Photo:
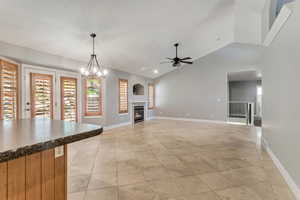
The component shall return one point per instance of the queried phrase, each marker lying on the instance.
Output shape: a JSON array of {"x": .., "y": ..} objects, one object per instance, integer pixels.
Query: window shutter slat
[
  {"x": 123, "y": 96},
  {"x": 68, "y": 99},
  {"x": 8, "y": 90},
  {"x": 93, "y": 99}
]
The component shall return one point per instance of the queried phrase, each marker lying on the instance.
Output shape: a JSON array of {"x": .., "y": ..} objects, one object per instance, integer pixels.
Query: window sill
[{"x": 92, "y": 117}]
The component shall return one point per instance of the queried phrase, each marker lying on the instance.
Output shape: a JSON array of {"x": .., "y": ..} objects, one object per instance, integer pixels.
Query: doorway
[{"x": 245, "y": 98}]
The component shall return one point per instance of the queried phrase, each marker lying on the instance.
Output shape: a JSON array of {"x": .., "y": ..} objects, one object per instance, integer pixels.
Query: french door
[
  {"x": 50, "y": 94},
  {"x": 68, "y": 104},
  {"x": 41, "y": 86}
]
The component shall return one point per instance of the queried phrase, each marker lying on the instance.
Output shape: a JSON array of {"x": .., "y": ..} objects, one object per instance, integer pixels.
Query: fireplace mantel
[{"x": 139, "y": 103}]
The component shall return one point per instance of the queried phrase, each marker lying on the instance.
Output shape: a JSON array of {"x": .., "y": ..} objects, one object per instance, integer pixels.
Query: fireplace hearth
[{"x": 138, "y": 114}]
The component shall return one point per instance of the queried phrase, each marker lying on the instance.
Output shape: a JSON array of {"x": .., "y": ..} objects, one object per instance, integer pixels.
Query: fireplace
[{"x": 138, "y": 114}]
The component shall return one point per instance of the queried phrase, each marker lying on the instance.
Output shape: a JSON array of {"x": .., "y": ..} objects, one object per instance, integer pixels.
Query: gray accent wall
[
  {"x": 281, "y": 94},
  {"x": 200, "y": 90}
]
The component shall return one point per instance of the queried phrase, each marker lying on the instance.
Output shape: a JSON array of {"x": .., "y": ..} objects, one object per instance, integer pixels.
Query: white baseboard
[
  {"x": 288, "y": 179},
  {"x": 116, "y": 126},
  {"x": 191, "y": 120}
]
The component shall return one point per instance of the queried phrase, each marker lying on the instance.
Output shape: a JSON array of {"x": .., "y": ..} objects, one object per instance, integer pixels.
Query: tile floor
[{"x": 174, "y": 160}]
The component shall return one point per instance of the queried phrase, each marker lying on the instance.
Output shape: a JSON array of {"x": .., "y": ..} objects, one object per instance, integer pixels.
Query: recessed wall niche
[{"x": 138, "y": 89}]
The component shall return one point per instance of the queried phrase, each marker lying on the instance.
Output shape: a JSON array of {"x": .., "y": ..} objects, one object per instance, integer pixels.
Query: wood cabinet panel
[
  {"x": 33, "y": 177},
  {"x": 48, "y": 175},
  {"x": 16, "y": 179},
  {"x": 61, "y": 176},
  {"x": 38, "y": 176},
  {"x": 3, "y": 181}
]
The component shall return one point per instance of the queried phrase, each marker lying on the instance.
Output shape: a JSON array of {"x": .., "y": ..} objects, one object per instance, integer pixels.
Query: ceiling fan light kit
[{"x": 93, "y": 68}]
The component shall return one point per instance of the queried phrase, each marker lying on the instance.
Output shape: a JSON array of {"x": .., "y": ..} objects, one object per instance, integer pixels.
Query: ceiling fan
[{"x": 177, "y": 61}]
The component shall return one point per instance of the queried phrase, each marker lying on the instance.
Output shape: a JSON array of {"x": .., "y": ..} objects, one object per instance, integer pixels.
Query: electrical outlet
[{"x": 59, "y": 151}]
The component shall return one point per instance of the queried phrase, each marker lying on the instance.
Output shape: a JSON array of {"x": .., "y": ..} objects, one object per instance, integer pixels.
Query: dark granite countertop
[{"x": 24, "y": 137}]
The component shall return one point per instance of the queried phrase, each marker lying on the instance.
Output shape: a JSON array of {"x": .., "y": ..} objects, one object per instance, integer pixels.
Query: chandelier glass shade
[{"x": 93, "y": 68}]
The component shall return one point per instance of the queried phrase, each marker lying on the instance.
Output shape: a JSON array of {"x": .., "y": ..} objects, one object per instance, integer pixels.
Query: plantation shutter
[
  {"x": 8, "y": 90},
  {"x": 41, "y": 96},
  {"x": 93, "y": 101},
  {"x": 68, "y": 99},
  {"x": 151, "y": 96},
  {"x": 123, "y": 96}
]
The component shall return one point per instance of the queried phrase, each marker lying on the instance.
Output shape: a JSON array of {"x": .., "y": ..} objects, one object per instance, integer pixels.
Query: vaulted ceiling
[{"x": 132, "y": 35}]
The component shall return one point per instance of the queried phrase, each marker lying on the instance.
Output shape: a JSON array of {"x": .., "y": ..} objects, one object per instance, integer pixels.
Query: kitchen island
[{"x": 33, "y": 157}]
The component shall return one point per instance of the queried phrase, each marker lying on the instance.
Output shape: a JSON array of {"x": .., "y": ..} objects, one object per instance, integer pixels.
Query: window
[
  {"x": 123, "y": 96},
  {"x": 68, "y": 99},
  {"x": 8, "y": 90},
  {"x": 93, "y": 101},
  {"x": 41, "y": 96},
  {"x": 151, "y": 93}
]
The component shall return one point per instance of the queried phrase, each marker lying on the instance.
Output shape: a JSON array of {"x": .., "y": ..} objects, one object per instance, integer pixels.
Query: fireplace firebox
[{"x": 138, "y": 114}]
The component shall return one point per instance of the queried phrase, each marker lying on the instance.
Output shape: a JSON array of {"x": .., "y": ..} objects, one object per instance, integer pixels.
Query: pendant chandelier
[{"x": 93, "y": 68}]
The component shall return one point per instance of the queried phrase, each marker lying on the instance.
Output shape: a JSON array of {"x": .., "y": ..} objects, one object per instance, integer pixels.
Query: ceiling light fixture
[{"x": 93, "y": 68}]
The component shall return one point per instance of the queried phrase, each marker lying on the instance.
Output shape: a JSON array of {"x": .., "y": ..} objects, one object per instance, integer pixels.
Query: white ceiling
[{"x": 132, "y": 35}]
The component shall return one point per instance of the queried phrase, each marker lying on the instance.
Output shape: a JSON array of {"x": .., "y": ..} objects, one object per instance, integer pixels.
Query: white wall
[
  {"x": 200, "y": 90},
  {"x": 281, "y": 97},
  {"x": 110, "y": 88}
]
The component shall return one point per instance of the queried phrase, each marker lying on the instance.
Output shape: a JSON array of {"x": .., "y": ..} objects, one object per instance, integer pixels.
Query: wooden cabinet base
[{"x": 39, "y": 176}]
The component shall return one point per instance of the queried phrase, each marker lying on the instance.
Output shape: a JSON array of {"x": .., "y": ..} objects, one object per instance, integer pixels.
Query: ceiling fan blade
[
  {"x": 186, "y": 58},
  {"x": 187, "y": 62},
  {"x": 163, "y": 62}
]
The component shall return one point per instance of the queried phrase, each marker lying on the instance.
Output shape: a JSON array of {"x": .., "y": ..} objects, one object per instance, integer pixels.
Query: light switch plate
[{"x": 59, "y": 151}]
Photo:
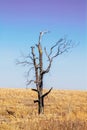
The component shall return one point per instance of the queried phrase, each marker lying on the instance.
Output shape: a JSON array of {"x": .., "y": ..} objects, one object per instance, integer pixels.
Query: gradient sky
[{"x": 20, "y": 24}]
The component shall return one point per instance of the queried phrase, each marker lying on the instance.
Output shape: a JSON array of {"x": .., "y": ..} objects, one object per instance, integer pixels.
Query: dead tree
[{"x": 36, "y": 63}]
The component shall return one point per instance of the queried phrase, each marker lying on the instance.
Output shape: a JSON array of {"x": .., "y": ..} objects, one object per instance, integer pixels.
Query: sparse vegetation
[{"x": 64, "y": 110}]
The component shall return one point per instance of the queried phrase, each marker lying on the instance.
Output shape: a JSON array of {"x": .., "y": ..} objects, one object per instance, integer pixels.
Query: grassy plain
[{"x": 64, "y": 110}]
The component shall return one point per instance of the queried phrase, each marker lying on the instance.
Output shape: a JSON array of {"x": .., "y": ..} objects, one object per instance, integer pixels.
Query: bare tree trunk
[{"x": 60, "y": 47}]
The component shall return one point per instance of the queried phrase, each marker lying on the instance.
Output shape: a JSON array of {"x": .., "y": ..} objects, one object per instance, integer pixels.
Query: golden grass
[{"x": 64, "y": 110}]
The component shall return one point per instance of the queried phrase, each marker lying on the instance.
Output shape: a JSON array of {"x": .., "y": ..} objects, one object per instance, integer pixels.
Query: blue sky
[{"x": 20, "y": 24}]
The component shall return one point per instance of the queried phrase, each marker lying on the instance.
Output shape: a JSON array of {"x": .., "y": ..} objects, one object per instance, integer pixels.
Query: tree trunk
[{"x": 40, "y": 102}]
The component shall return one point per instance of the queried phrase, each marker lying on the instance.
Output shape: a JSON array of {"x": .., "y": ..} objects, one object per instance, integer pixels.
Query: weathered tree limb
[{"x": 46, "y": 93}]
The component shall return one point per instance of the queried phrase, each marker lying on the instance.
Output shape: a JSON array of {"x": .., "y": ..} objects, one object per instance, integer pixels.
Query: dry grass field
[{"x": 64, "y": 110}]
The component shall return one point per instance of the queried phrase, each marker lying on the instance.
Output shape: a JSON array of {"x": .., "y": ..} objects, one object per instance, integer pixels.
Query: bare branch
[{"x": 24, "y": 63}]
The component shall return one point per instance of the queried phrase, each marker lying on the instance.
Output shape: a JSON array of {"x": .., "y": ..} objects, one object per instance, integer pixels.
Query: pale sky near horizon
[{"x": 20, "y": 24}]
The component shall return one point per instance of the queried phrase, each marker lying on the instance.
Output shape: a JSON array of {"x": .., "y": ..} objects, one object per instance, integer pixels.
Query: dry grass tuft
[{"x": 64, "y": 110}]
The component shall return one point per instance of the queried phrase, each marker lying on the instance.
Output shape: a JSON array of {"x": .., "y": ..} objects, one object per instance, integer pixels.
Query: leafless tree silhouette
[{"x": 36, "y": 62}]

**********

Pick out and copy every line above that contains the word "wall". Case counts.

**Response to this task:**
Query: gray accent wall
Query: recessed wall niche
Query: white wall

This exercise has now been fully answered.